:: Exercise objective ::
Filter the listing and keep only the lines with the word "conical".

:: Data for analysis ::
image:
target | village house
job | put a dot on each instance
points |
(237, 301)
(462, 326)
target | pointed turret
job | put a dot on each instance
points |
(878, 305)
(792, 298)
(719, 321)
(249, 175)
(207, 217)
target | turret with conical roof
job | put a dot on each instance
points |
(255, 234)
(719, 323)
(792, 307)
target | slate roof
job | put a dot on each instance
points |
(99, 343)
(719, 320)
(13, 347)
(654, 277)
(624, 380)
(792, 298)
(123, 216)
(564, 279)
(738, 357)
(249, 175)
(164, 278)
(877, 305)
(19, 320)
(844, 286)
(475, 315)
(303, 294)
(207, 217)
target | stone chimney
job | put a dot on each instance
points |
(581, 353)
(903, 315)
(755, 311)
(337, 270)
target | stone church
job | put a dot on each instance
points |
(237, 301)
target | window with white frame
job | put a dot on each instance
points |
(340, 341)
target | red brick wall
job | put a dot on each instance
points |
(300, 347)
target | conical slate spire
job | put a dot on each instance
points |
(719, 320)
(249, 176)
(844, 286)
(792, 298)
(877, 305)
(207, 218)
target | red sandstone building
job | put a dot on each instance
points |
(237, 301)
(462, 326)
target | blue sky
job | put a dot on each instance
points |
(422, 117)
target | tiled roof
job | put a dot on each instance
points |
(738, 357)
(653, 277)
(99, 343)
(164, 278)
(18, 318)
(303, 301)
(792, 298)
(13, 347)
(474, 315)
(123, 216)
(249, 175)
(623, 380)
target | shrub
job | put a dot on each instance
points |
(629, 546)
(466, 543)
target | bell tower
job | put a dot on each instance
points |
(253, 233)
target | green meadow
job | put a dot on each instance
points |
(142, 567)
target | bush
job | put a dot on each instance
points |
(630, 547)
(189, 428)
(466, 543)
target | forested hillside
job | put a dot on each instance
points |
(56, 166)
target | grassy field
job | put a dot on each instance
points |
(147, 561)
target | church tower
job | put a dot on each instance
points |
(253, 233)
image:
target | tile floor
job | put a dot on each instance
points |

:: Answer section ::
target | turret with conical roof
target | conical slate spire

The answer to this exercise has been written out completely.